▶ What the task requires: Please give the listing again, word for word, with nothing left out.

= = = = = = =

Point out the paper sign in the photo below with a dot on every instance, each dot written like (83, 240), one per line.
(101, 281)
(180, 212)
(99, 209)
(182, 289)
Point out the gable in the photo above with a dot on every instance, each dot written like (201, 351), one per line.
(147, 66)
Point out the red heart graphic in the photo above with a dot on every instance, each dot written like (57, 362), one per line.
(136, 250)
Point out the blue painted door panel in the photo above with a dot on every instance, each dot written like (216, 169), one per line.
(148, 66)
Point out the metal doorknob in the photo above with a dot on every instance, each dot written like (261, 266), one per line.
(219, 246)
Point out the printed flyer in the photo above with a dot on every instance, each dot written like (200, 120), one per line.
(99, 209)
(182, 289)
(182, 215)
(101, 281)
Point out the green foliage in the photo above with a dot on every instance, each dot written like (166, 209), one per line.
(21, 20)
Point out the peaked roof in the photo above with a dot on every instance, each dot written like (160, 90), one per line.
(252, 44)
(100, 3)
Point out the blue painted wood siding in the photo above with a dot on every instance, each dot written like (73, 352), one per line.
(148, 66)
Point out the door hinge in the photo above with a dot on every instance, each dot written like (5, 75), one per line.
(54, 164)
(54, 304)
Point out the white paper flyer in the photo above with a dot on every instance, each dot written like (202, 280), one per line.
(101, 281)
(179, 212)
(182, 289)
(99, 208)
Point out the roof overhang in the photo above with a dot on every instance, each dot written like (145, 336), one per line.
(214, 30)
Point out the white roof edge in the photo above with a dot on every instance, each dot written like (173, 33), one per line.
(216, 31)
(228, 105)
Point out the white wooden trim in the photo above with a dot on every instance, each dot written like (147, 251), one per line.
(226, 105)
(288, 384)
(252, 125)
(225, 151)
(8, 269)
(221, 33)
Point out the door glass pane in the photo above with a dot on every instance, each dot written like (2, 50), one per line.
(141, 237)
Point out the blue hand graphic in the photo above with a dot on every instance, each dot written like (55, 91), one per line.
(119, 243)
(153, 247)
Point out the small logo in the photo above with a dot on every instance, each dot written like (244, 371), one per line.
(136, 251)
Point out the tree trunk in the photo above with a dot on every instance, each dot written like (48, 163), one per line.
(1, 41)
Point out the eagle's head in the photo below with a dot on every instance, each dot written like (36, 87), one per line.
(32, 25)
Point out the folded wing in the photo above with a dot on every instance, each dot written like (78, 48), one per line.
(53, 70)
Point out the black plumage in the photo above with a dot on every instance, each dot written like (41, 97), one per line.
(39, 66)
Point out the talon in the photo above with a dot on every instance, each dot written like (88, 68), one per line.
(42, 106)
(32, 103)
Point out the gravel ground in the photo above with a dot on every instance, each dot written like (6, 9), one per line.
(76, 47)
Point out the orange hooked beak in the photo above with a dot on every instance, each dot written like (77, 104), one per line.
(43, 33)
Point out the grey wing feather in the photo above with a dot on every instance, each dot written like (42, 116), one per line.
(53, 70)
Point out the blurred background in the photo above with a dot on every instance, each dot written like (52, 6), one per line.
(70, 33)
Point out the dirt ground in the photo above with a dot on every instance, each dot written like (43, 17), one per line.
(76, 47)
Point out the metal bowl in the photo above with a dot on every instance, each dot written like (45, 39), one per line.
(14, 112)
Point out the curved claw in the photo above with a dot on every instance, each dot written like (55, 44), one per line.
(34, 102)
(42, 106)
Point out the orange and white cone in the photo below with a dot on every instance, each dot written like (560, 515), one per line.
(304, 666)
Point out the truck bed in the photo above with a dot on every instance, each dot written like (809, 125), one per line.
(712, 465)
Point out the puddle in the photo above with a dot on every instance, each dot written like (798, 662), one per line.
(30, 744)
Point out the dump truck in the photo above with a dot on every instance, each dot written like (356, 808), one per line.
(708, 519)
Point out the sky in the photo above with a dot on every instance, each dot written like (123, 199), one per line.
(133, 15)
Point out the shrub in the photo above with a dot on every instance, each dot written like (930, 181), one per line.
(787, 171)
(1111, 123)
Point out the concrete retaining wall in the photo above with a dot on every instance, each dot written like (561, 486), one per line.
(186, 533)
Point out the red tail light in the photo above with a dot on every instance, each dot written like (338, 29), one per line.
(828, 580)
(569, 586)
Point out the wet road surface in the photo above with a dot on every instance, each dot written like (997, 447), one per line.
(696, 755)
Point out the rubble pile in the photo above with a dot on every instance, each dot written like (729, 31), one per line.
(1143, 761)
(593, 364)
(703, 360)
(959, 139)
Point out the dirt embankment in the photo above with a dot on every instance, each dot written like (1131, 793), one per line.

= = = = = = =

▶ Task response:
Point out the paper sign in the photo below with a dot on every instance, each dot written like (83, 240), one per line.
(101, 281)
(180, 212)
(99, 209)
(182, 289)
Point out the gable in the photo above with a dot on every instance, each dot written like (201, 351), one per line.
(147, 66)
Point out the red heart graphic in the photo above with a dot on every instance, each dot written like (57, 362), one per line.
(136, 250)
Point out the blue painted door panel in the photo above with a dot on every instance, each dot written like (216, 169), one per line.
(148, 66)
Point out the metal doorknob in the photo above with a dot on every instance, each dot written like (261, 266), one per line.
(219, 246)
Point out the printed flyer in the photo above with a dot on every instance, each dot written like (200, 120), one per line.
(99, 209)
(182, 289)
(182, 215)
(101, 281)
Point out the green foliage in the photo above with a dot on every instance, each dot written like (166, 209), one per line.
(21, 20)
Point out the peaked roof in the photo above with a dot on every instance, each dot written like (160, 90), one per line.
(252, 44)
(100, 3)
Point out the blue painted wood siding in the photo above with a dot on every instance, each dot written like (73, 352), one per line.
(148, 66)
Point out the door hinge in the photo above with a dot on every instance, each dot written like (5, 75), one per line.
(54, 164)
(54, 304)
Point out the white paper flyer in the photo above with a dot on every instance, each dot written like (202, 280), one per line.
(101, 281)
(179, 212)
(182, 289)
(99, 208)
Point out the roof overhang in the photo above with a dot on every instance, each dot written like (145, 336), one per line.
(214, 30)
Point out the white roof edge in the photo above with a dot on every instance, each dot written like (173, 33), one per line.
(216, 31)
(228, 105)
Point out the white wooden trim in the photo above with a dot on every instance, each dot written like (147, 251), one per line.
(226, 105)
(288, 384)
(252, 125)
(225, 151)
(8, 269)
(221, 33)
Point out the door glass pane in the photo above with a dot on every instance, each dot written like (2, 50), one per line.
(141, 237)
Point out the blue hand graphic in the photo above with a dot on every instance, each dot written like (55, 91), one per line.
(119, 243)
(153, 247)
Point out the small logo in the photo above with a dot on every instance, each dot written like (244, 371), one per line.
(136, 251)
Point out the tree trunk in the photo above with a dot on every instance, each dot written like (48, 163), one per line.
(1, 41)
Point out the eagle's head in the photo below with a dot on every instance, each dot written like (36, 87), one per line.
(32, 25)
Point out the folded wing in the photo above with a dot on every instance, each dot written like (78, 48), one per line.
(53, 70)
Point out the black plumage in the photo above with a dot on every instance, each dot written like (41, 97), one per line.
(39, 66)
Point out the talon in the photo above with a dot on every instance, each dot written like (88, 68), one per line.
(42, 106)
(32, 103)
Point out the gravel ground in the photo above with a dot on every instance, each dot written like (6, 9), one per line.
(76, 47)
Point out the orange hooked beak in the photo above with a dot on every instance, each dot written like (77, 104), one per line.
(43, 33)
Point out the grey wing feather in the photo above with a dot on every instance, each dot written like (42, 116), one per line.
(53, 70)
Point out the blurred background in the photo above with a dot on every instance, each dot written like (52, 6), one per line.
(70, 33)
Point out the dirt ground in the photo above with a dot on every instance, each dot written like (43, 17), one per line.
(76, 47)
Point out the metal bowl in the photo above with a dot on every instance, each dot written like (45, 39), one per line.
(14, 112)
Point out the curved claw in the photo above with a dot on every instance, each dot written like (55, 44), one per line.
(34, 102)
(42, 106)
Point out the orange and white cone in the photo below with a dot on every instance, each dot written like (560, 515), one per line.
(304, 666)
Point out the truck bed in the photo above with a dot on every instance, each dot written like (809, 125), one per line.
(712, 465)
Point out the puddle in the photo above with a dot on every instance, each dot written like (798, 662), one per line.
(30, 744)
Point out the dump truck in the photo above with a dot on every instance, each dot written like (356, 808), one per line.
(708, 519)
Point out the sky in the photo above with a dot on every instance, each dot written like (123, 199), one per line.
(133, 15)
Point out the shrub in the photo above with a dot on every instance, each dot written like (930, 181), one per line.
(787, 171)
(1111, 123)
Point out the concrete retaining wall in the photo above with a dot on every instance, each dot written like (561, 486), one per line.
(186, 533)
Point out the red tail light in the photo above with a dot on every instance, each dot written like (338, 29), one per line.
(828, 580)
(569, 586)
Point out the wet road surface in the photo above with a dot on every instance, each dot written like (997, 447), one per line.
(696, 755)
Point out the rubble pile in the photo above with a dot on every instance, each dot written like (729, 31), one per line.
(1143, 761)
(593, 364)
(703, 360)
(959, 139)
Point out the dirt embankment in the photo above with a dot on every instance, each dot written like (1131, 793), one per line.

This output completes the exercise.